____ SUPPLIED INFORMATION

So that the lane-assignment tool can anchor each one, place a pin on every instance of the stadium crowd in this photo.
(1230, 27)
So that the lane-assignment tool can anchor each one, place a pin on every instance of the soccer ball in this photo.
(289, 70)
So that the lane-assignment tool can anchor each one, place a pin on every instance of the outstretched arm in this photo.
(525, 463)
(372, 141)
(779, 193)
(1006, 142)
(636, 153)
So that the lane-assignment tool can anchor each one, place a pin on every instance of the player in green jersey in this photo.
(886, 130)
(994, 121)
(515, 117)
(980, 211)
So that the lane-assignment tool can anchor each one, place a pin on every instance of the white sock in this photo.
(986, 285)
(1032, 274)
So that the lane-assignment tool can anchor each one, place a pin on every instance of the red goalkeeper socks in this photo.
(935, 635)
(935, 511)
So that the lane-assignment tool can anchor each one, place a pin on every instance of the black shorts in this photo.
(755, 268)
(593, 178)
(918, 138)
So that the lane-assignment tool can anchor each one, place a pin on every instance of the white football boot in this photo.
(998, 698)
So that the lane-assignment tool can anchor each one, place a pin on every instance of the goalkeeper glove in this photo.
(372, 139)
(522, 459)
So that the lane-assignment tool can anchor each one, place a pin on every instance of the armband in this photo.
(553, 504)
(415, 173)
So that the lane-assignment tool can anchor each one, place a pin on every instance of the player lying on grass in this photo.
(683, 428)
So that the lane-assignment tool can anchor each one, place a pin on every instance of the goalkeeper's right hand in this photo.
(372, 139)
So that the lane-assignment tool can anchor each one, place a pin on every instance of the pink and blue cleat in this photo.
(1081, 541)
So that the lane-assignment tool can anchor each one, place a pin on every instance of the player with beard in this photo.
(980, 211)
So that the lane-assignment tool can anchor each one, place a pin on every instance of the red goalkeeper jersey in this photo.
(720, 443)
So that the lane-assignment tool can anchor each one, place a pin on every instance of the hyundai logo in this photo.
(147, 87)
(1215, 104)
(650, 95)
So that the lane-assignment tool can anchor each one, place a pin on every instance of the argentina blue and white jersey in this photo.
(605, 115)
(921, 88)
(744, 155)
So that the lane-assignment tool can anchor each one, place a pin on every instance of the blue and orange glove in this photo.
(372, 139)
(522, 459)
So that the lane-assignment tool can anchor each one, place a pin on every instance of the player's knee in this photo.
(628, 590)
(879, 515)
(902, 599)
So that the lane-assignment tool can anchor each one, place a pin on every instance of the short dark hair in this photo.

________

Each entry must be printed again exactly as given.

• _RESPONSE FOR THIS EXERCISE_:
So that the lane-assignment tool can anchor each one, place a pin on every instance of the stadium crowd in this photo.
(1230, 27)
So that the lane-assignment tool can anchor each one, place a pin on every instance of the soccer ball in this photo.
(289, 70)
So that the lane-assignment tool can anchor each one, place a pin on every instance of the outstretched arm in this photo.
(525, 463)
(372, 141)
(779, 193)
(1006, 142)
(636, 153)
So that the lane-assignment tool can anchor each one, place a pin on every instance of the player in green jersey in this photo.
(886, 130)
(994, 121)
(515, 117)
(980, 211)
So that the lane-assignment tool can anchor each one, place a pin on every instance of the white sock in this photo.
(986, 285)
(1032, 274)
So that the lane-assignment tool can anchor each one, place a pin on every instance of the red goalkeeper socks in this photo.
(935, 635)
(935, 511)
So that the lane-assignment tool can anchor each one, place a pin on every instance of the black shorts in this photo.
(755, 268)
(593, 178)
(918, 138)
So that the lane-assignment tool can anchor each one, place a pin on every instance of the white football boot in this photo.
(998, 698)
So that the lane-assignment tool can anchor each one, place a pin on every instance of the goalkeeper glove in this photo.
(372, 139)
(522, 459)
So that the lane-assignment tool can anchor each one, place a pin on every instance of the armband in this photo.
(553, 504)
(415, 173)
So that the lane-assignment tool can anchor each one, place a pin on every instance of the player lying on grass in this photo.
(683, 428)
So that the lane-assignment tool can anchor each one, place a pin on every instance of the goalkeeper's right hand in this photo.
(372, 139)
So that the lane-assignment tool can anchor each one, place a pin on every instance of the pink and blue cleat in this photo.
(1081, 541)
So that the lane-assignment tool can anchor each one, place a pin on every instance of the player with beard in this photo.
(980, 211)
So that the lane-assignment tool can anchor each one, place a pin on every instance of the red goalkeeper jersey in this photo.
(720, 443)
So that the lane-assignment tool can anchor each one, place a pin on every instance of the hyundai logo in this photo.
(147, 87)
(1215, 104)
(650, 95)
So that the lane-assignment tool can anchor each one, place a pin on every instance of the argentina blue and white jersey in this photo.
(605, 115)
(921, 88)
(744, 155)
So that the lane-assignment tool can anchor each one, place a pin on every instance of the blue and orange glove in this photo.
(372, 139)
(522, 459)
So that the lane-assignment tool can anchor each one, place a pin on every instance of the player's knee in this photo.
(628, 590)
(879, 515)
(902, 599)
So that the lane-assignment tool can anchor each one, place a pin on every instance of the short dark hair in this photo.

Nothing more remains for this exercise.